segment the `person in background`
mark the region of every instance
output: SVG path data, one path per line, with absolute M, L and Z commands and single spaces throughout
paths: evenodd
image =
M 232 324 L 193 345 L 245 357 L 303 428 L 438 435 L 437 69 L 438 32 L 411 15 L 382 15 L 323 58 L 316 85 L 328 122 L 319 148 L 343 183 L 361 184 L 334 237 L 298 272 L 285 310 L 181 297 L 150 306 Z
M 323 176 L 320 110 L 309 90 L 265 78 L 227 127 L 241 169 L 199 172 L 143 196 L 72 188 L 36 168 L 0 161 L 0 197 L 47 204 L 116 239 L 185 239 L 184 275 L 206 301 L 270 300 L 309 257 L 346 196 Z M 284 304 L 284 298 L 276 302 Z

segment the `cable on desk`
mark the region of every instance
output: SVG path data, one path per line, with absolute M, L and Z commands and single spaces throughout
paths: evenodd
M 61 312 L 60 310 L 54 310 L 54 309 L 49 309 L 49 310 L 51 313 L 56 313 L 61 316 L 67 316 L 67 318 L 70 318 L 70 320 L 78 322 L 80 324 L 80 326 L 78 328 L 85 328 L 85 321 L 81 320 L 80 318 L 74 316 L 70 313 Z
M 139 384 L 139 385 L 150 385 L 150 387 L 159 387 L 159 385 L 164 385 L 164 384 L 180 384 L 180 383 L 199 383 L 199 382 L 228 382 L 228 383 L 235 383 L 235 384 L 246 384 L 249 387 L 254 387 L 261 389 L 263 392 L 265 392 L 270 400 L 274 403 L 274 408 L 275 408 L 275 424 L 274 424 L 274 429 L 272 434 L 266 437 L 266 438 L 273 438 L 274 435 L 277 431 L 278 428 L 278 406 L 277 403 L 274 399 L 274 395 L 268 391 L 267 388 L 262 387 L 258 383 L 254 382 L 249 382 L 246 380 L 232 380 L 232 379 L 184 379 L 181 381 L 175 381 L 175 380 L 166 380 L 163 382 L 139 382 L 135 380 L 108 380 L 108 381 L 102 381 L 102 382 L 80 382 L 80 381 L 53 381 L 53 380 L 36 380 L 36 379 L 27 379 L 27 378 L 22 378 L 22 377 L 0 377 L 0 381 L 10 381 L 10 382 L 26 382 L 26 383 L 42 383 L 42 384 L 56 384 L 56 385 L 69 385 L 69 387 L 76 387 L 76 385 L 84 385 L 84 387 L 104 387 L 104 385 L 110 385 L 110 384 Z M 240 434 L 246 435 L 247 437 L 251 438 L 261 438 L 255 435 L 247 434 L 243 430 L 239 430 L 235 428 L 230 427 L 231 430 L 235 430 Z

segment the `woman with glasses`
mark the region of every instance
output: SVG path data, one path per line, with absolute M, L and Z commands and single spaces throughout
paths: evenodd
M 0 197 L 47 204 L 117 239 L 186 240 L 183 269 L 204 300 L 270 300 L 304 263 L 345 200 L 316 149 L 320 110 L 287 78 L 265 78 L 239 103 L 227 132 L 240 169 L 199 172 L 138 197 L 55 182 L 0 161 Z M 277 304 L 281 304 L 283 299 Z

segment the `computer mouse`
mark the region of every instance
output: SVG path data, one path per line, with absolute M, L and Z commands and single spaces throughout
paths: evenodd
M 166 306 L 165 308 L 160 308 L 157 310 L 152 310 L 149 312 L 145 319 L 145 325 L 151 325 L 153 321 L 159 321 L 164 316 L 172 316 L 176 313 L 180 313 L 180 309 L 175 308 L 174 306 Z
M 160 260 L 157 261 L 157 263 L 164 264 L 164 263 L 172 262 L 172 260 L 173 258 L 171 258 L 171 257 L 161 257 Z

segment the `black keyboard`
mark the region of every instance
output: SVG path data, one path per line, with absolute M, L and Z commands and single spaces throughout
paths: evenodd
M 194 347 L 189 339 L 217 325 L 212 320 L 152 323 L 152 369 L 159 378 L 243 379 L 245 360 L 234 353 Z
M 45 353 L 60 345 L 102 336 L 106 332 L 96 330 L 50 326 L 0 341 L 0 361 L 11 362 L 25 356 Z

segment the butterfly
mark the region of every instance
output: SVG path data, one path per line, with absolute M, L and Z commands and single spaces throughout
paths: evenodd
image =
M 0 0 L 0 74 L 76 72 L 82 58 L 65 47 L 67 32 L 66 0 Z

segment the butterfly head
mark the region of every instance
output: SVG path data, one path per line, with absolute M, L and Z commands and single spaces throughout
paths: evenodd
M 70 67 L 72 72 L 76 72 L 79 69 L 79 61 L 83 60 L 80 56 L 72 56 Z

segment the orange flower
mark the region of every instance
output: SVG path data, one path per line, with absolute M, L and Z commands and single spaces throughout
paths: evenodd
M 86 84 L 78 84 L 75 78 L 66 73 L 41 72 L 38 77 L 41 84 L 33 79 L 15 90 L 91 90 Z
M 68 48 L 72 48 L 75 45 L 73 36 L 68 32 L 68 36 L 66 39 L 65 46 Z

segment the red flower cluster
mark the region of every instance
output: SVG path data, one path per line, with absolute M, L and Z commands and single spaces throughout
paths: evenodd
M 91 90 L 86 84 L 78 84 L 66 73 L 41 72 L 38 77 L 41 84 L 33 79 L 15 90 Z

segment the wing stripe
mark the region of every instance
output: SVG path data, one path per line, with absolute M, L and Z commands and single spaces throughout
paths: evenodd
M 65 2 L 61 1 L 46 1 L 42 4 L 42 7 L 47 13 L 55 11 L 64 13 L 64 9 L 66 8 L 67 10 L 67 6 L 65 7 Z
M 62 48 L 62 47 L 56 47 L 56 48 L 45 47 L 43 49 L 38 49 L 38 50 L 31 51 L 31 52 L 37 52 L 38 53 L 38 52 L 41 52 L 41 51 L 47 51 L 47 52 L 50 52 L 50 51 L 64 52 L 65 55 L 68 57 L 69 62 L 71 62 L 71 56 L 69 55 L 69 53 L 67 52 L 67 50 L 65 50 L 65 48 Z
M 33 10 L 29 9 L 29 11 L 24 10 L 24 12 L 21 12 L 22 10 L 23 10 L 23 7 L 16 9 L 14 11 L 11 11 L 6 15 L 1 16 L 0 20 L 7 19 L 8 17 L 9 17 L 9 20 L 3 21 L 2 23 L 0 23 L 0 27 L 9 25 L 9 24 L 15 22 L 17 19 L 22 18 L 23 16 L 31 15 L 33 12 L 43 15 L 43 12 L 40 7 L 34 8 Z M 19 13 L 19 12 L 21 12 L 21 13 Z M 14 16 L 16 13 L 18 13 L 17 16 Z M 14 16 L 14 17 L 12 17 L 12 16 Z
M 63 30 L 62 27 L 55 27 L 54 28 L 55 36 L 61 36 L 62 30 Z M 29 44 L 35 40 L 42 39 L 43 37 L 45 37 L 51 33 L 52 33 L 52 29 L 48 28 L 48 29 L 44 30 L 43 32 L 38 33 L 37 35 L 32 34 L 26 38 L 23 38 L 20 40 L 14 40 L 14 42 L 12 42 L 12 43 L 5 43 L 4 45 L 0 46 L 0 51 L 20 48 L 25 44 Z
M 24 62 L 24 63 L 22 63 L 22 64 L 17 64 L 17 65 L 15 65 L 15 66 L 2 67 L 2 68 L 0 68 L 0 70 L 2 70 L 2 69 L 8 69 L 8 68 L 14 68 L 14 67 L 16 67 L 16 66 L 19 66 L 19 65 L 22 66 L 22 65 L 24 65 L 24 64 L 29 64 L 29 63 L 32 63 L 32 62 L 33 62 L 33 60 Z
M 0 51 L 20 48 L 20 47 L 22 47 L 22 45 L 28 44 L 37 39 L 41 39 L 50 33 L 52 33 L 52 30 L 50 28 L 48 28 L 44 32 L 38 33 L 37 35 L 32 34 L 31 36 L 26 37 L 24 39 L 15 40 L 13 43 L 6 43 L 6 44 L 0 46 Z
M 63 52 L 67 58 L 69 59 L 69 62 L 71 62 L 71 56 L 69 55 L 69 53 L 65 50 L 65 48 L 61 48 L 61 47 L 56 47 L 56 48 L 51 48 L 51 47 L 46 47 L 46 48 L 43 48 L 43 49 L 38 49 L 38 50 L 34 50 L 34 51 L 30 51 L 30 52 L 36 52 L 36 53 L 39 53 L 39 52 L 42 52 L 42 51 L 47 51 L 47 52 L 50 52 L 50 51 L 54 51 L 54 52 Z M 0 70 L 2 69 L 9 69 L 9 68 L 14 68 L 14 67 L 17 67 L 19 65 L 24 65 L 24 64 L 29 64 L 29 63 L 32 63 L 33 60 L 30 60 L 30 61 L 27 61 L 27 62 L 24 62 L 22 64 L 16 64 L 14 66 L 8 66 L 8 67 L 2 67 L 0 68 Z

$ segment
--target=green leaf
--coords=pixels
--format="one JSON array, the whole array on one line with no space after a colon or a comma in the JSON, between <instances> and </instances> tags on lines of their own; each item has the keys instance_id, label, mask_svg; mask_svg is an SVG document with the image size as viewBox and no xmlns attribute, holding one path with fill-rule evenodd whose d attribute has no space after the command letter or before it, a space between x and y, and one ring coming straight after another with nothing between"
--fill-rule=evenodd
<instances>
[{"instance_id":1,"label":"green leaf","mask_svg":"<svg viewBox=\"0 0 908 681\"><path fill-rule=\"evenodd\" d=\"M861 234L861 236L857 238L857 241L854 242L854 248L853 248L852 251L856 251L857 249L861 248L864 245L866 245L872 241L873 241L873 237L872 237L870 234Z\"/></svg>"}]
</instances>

• • • •

Change "region" to "area" in the entries from the start through the line containing "M 323 176 L", inclusive, and give those lines again with nothing else altered.

→ Exercise result:
segment the `person in background`
mark the area of every instance
output: SVG path data, one path per line, with absolute M, L and Z commands and single spaces throughout
paths: evenodd
image =
M 232 324 L 193 345 L 245 357 L 303 428 L 438 435 L 437 69 L 438 32 L 411 15 L 382 15 L 323 58 L 316 85 L 328 122 L 319 148 L 343 183 L 361 184 L 334 237 L 298 272 L 285 310 L 181 297 L 150 306 Z
M 323 176 L 320 110 L 309 90 L 265 78 L 227 127 L 241 169 L 199 172 L 143 196 L 72 188 L 36 168 L 0 161 L 0 197 L 47 204 L 116 239 L 185 239 L 184 275 L 206 301 L 270 300 L 309 257 L 346 196 Z M 284 304 L 284 298 L 276 302 Z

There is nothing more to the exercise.